Stored records
++++++++

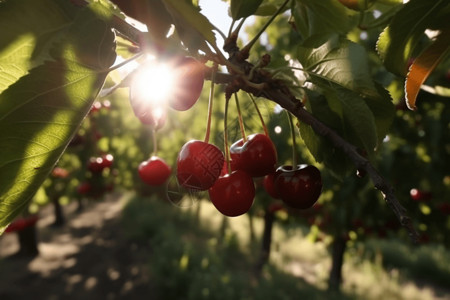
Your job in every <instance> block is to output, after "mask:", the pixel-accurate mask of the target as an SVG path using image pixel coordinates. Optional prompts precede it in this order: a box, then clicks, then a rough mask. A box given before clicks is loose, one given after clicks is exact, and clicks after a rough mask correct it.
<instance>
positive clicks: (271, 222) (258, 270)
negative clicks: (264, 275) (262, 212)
mask: <svg viewBox="0 0 450 300" xmlns="http://www.w3.org/2000/svg"><path fill="white" fill-rule="evenodd" d="M274 220H275V215H274V213H273V212H270V211H266V213H265V215H264V232H263V238H262V247H261V254H260V256H259V259H258V262H257V263H256V275H258V276H259V275H261V272H262V268H263V267H264V265H265V264H266V263H267V262H268V261H269V257H270V246H271V243H272V228H273V222H274Z"/></svg>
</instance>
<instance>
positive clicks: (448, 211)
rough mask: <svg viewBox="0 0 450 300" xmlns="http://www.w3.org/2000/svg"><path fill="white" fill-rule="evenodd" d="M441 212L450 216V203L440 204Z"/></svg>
mask: <svg viewBox="0 0 450 300" xmlns="http://www.w3.org/2000/svg"><path fill="white" fill-rule="evenodd" d="M438 209H439V211H440V212H441V213H442V214H444V215H450V203H446V202H443V203H440V204H438Z"/></svg>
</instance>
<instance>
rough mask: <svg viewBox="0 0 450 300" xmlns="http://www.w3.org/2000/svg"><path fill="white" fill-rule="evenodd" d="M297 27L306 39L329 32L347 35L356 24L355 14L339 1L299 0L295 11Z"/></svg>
mask: <svg viewBox="0 0 450 300" xmlns="http://www.w3.org/2000/svg"><path fill="white" fill-rule="evenodd" d="M293 15H294V18H295V25H296V28H297V30H298V31H299V33H300V34H301V35H302V37H303V38H304V39H306V38H308V37H310V36H312V35H315V34H323V33H329V32H336V33H339V34H346V33H347V32H348V31H349V30H350V29H351V28H353V26H354V25H355V24H356V19H355V18H354V16H355V12H353V11H351V10H349V9H346V8H345V7H344V6H343V5H342V4H340V3H339V1H338V0H321V1H317V0H297V1H296V2H295V8H294V9H293Z"/></svg>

++++++++

* EXERCISE OBJECTIVE:
Print every entry word for word; omit the pictures.

* COMPLETED TASK:
Your job in every <instance> block is to output, after "mask:", the pixel-accurate mask of the target as an SVG path using image pixel coordinates. Optional prompts precede it in this order: a box, then clicks, then a rough mask. A box given before clicks is loose, one given after clicks is exact, and clicks after a rough mask correct it.
<instance>
positive clicks: (271, 222) (258, 270)
negative clicks: (264, 275) (262, 212)
mask: <svg viewBox="0 0 450 300" xmlns="http://www.w3.org/2000/svg"><path fill="white" fill-rule="evenodd" d="M274 220H275V215H274V213H273V212H270V211H266V213H265V215H264V232H263V238H262V247H261V254H260V256H259V259H258V262H257V263H256V275H258V276H259V275H261V272H262V268H263V267H264V265H265V264H266V263H267V262H268V261H269V257H270V246H271V243H272V228H273V222H274Z"/></svg>
</instance>
<instance>
positive clicks: (448, 211)
rough mask: <svg viewBox="0 0 450 300" xmlns="http://www.w3.org/2000/svg"><path fill="white" fill-rule="evenodd" d="M441 212L450 216V203L440 204Z"/></svg>
mask: <svg viewBox="0 0 450 300" xmlns="http://www.w3.org/2000/svg"><path fill="white" fill-rule="evenodd" d="M438 209H439V211H440V212H441V213H442V214H444V215H450V203H446V202H443V203H440V204H438Z"/></svg>
</instance>
<instance>
rough mask: <svg viewBox="0 0 450 300" xmlns="http://www.w3.org/2000/svg"><path fill="white" fill-rule="evenodd" d="M297 27L306 39L329 32L347 35L356 24L355 14L339 1L299 0L295 11Z"/></svg>
mask: <svg viewBox="0 0 450 300" xmlns="http://www.w3.org/2000/svg"><path fill="white" fill-rule="evenodd" d="M293 15H294V18H295V25H296V28H297V30H298V31H299V33H300V34H301V35H302V37H303V38H304V39H306V38H308V37H310V36H312V35H315V34H323V33H329V32H336V33H339V34H346V33H347V32H348V31H349V30H350V29H351V28H353V26H354V25H355V24H356V19H355V18H354V16H355V12H353V11H351V10H349V9H346V8H345V7H344V6H343V5H342V4H340V3H339V1H338V0H321V1H317V0H297V1H296V2H295V8H294V9H293Z"/></svg>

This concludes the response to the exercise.